» Material for this exercise
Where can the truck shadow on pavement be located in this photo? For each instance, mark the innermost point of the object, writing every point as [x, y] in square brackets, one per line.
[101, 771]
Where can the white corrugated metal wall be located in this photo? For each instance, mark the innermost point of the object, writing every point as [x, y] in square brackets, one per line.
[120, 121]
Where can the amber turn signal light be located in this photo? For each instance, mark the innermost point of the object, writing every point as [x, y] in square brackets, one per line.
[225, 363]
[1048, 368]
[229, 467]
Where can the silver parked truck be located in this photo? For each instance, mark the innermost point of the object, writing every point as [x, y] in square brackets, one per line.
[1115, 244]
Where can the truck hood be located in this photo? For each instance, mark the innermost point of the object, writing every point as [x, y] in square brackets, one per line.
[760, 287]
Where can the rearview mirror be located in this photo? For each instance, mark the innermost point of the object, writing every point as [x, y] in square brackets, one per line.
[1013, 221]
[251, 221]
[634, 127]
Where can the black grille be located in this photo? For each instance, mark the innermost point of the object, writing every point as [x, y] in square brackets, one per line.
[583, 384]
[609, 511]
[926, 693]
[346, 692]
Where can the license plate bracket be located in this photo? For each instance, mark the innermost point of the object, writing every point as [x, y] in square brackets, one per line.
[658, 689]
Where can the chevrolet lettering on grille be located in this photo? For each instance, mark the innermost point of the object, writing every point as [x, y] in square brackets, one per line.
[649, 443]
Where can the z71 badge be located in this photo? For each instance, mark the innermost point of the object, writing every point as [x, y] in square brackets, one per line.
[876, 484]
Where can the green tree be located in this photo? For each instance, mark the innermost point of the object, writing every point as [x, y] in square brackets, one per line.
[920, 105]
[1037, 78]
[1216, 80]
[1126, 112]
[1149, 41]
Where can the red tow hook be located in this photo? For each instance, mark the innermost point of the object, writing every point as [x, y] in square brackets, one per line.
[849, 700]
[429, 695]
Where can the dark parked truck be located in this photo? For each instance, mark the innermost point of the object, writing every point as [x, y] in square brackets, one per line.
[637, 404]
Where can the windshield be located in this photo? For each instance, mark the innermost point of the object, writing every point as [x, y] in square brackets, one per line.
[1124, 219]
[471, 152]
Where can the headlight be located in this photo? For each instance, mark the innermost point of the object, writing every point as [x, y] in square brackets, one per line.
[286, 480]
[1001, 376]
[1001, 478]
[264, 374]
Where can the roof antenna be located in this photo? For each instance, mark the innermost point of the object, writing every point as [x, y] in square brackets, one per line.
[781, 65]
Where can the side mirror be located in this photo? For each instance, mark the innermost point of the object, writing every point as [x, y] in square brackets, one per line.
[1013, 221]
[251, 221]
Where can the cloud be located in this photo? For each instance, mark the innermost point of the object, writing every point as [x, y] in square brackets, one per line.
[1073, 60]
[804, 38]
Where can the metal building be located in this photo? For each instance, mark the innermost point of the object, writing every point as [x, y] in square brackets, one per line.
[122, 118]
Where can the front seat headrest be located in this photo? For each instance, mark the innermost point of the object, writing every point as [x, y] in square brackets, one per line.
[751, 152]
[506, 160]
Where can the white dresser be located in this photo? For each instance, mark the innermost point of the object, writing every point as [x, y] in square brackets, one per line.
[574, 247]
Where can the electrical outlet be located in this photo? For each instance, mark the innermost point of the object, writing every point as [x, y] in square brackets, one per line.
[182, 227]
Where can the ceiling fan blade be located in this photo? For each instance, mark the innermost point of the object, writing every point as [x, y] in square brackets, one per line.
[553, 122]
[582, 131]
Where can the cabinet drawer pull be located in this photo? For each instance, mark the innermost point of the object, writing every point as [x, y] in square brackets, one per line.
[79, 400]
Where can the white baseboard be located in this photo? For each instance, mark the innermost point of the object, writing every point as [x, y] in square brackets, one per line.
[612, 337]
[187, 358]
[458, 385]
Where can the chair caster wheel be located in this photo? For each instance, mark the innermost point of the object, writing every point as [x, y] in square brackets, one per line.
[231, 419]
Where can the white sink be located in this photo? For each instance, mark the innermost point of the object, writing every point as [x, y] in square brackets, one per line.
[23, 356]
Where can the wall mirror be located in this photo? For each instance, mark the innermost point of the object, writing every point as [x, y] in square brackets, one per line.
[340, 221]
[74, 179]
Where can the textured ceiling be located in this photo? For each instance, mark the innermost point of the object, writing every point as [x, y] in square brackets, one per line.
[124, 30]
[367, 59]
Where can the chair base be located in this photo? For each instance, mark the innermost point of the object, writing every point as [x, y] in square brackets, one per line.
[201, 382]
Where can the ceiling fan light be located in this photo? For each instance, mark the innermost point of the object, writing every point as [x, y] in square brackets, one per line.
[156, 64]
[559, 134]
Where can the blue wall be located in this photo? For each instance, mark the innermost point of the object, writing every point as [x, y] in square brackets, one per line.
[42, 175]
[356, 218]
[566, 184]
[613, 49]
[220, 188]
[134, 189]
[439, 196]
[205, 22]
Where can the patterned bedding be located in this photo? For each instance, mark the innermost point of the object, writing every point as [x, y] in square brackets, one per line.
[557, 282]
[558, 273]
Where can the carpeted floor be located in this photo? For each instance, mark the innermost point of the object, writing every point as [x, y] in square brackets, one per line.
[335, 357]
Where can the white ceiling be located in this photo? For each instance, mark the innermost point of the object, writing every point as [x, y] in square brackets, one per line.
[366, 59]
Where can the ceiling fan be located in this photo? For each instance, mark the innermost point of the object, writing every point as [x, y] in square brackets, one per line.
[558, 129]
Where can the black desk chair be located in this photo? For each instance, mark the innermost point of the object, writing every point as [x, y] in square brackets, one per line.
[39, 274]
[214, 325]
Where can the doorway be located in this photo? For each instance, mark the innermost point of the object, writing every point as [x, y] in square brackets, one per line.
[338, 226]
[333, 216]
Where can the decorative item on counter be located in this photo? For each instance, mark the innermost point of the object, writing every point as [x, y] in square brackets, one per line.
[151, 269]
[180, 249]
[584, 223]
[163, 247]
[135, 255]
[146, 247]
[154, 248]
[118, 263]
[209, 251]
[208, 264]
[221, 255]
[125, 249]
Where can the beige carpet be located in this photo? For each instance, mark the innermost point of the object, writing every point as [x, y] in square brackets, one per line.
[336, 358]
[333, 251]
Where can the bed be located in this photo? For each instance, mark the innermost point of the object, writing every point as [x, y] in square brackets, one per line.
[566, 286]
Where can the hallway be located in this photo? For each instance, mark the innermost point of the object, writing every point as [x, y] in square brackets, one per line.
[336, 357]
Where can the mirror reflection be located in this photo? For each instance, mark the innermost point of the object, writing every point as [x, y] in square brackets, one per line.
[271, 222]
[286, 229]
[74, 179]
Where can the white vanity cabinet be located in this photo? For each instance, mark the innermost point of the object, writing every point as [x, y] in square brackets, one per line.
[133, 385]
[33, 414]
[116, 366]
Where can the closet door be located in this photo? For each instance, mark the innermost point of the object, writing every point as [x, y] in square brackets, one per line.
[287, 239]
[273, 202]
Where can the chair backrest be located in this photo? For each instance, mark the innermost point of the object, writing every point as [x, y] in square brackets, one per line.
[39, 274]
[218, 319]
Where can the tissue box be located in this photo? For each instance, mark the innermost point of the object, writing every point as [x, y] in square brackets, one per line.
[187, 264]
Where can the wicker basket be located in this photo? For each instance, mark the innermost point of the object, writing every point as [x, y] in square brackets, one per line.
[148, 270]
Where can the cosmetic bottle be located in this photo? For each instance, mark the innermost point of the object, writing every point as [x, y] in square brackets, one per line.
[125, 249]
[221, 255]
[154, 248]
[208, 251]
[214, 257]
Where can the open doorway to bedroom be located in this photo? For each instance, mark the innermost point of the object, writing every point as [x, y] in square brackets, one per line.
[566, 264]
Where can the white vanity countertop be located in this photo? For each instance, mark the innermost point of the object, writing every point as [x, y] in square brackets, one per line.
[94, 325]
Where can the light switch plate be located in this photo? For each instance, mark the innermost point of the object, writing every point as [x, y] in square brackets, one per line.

» Exercise details
Through the last line of the entries above, beginning at the line containing "Where can the open", transcribe each line exactly, both ends included and nothing more.

» Output below
Where can the open doorway to bedroom be located in this photo? For each instance, mark the innermost point of the object, writing every point as [x, y] in square brackets, one per line.
[566, 264]
Where can the white vanity countertop be located in this photo? For each instance, mark the innermost point of the object, writing every point as [x, y] in square brackets, one per line.
[94, 325]
Where can the light switch plate be located in this photo? For each instance, mark the innermost point of the object, writing every point as [x, y] in square brackets, one per line.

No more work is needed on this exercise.